[Begin Data supplied]

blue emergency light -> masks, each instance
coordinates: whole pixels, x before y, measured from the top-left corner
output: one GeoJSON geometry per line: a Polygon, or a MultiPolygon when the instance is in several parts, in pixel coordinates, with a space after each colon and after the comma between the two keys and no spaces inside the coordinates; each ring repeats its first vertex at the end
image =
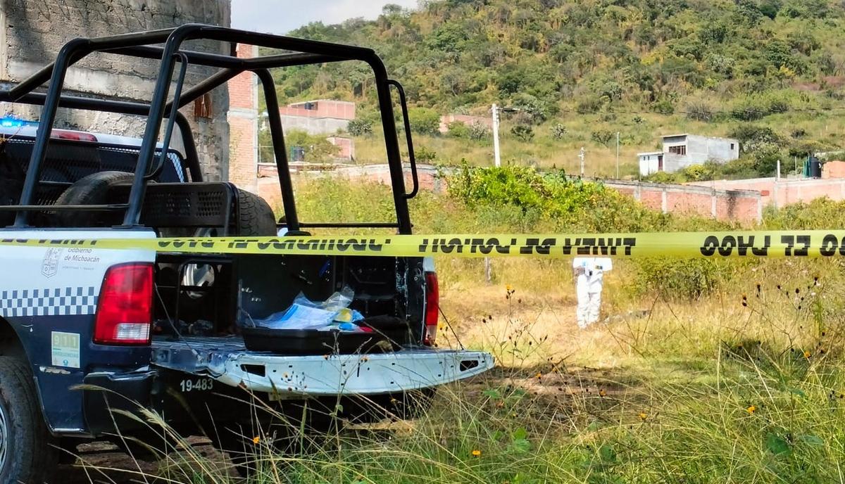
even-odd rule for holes
{"type": "Polygon", "coordinates": [[[38,122],[34,121],[25,121],[17,117],[0,117],[0,127],[3,128],[23,128],[25,126],[35,126],[38,122]]]}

[End Data supplied]

What you need to do
Rewrite all of the material with "blue" replaced by "red" and everything else unchanged, leaving out the picture.

Result of the task
red emergency light -> masks, each instance
coordinates: whole pixels, x before y, measured from the top-left corner
output: one GeoJSON geometry per line: a Polygon, or a MultiPolygon when the instance is in several parts, in pixel coordinates, with a space after each colon and after the comma between the two keys and no spaces inside the coordinates; each ring repeats its first vertex at the end
image =
even-odd rule for holes
{"type": "Polygon", "coordinates": [[[38,122],[34,121],[25,121],[17,117],[0,117],[0,127],[3,128],[23,128],[25,126],[35,126],[38,122]]]}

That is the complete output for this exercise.